Copy the rows from the line with "of the blue" through the line with "of the scaly", changing "pin" to "marker" and leaving everything else as it is. Leave the pictures out of your copy.
>> start DATA PROVIDED
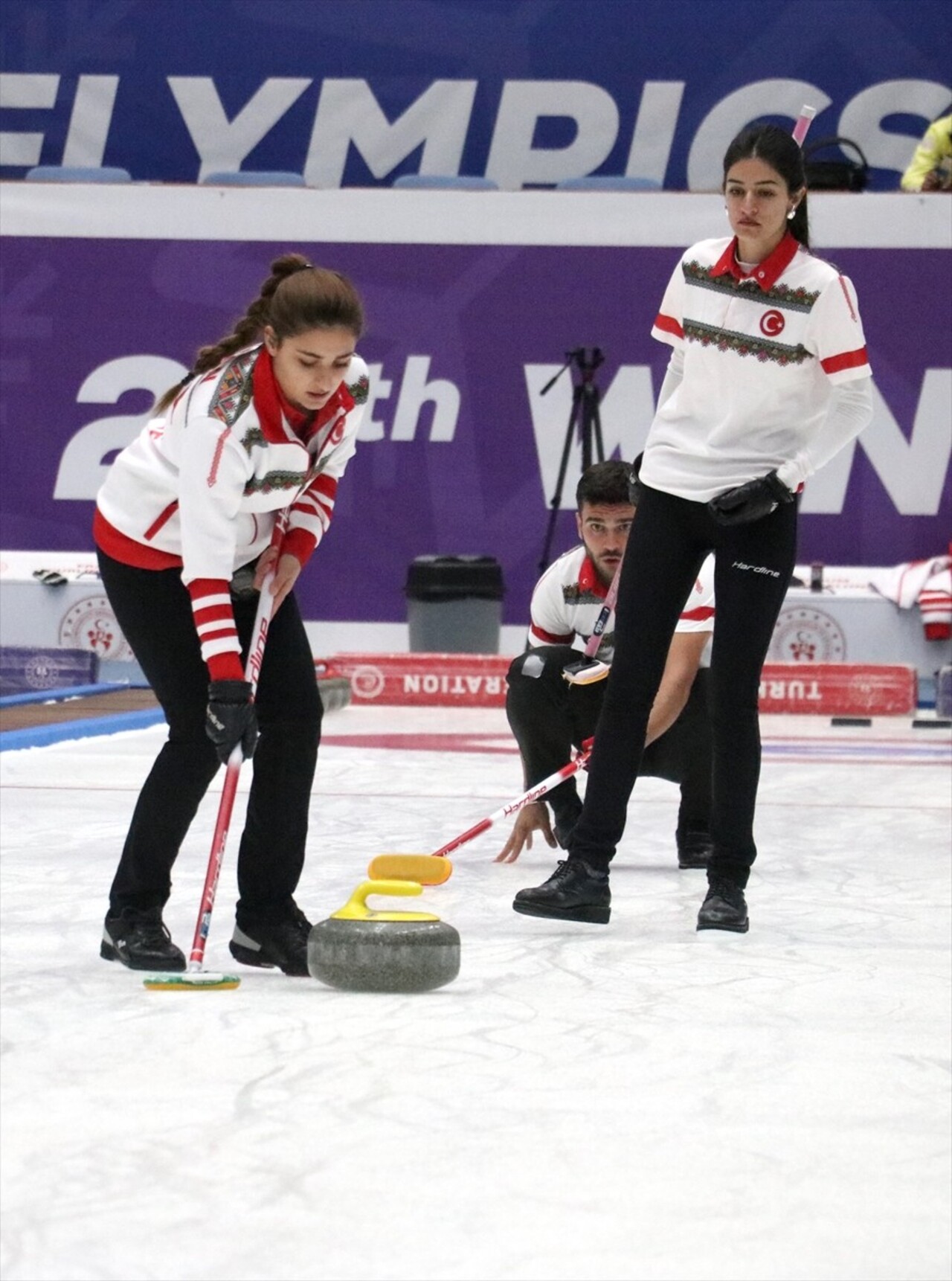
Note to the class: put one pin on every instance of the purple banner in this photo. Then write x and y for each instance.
>> end DATA PROVIDED
>> start DATA PROVIDED
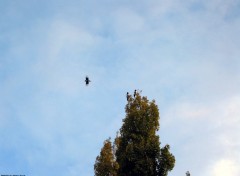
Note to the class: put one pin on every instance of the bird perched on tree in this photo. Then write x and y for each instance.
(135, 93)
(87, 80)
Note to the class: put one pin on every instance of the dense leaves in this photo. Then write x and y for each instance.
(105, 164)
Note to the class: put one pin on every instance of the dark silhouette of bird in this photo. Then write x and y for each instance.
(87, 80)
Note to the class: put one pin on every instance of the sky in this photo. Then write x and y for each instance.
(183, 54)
>> end DATA PROVIDED
>> start DATA PROVIDED
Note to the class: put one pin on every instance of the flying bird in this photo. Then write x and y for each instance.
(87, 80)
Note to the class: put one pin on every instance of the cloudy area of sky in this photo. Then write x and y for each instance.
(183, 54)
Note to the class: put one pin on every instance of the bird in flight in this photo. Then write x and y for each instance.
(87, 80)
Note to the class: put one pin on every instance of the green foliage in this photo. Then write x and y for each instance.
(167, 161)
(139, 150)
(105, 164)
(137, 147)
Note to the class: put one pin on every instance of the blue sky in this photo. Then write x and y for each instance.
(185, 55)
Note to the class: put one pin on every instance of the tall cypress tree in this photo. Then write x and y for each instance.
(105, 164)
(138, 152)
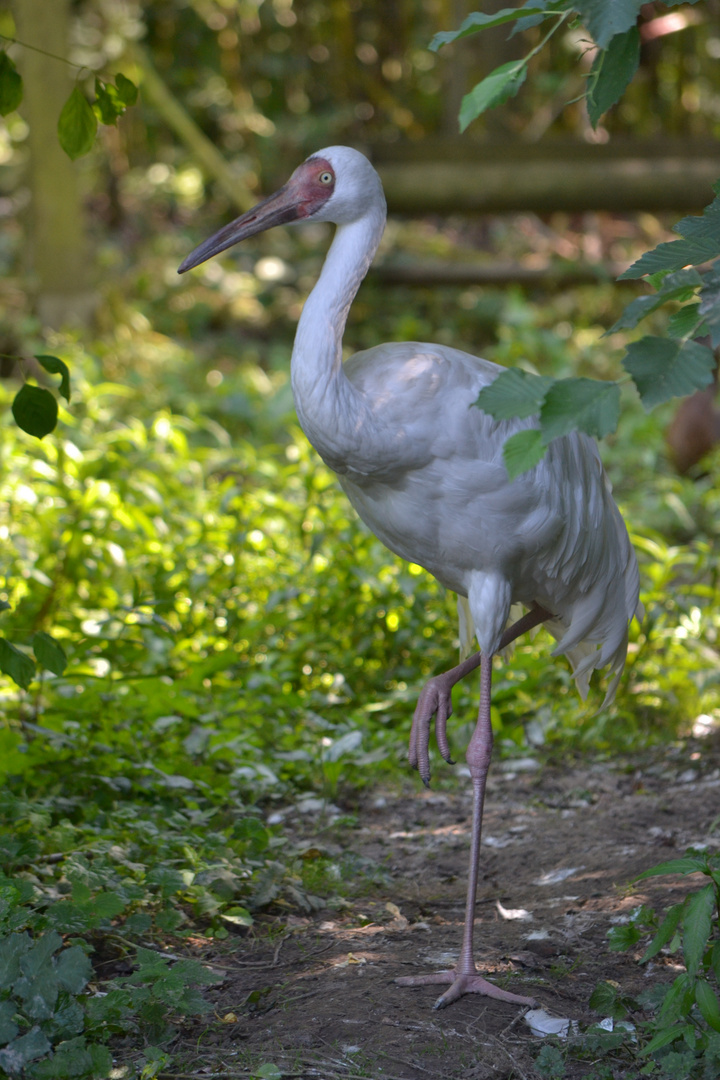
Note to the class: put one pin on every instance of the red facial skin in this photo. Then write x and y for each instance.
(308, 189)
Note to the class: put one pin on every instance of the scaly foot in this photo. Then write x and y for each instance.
>> end DATA PROVIDED
#### SOLVED PROBLEM
Note to the class: put one marker on every instance of the blue sky in this photo. Then write x and y for each instance.
(185, 55)
Note to the class: put one marker on every instance of the tall cypress tree in this photo. Then write x and y for each instance.
(105, 164)
(138, 152)
Note to the class: put one marker on every instance of the red facial skin in this photo. Then write x and y for each instance.
(308, 189)
Note to the class: put one marker on every instance of the scaly foot in this photo. Then write x and y for each instance.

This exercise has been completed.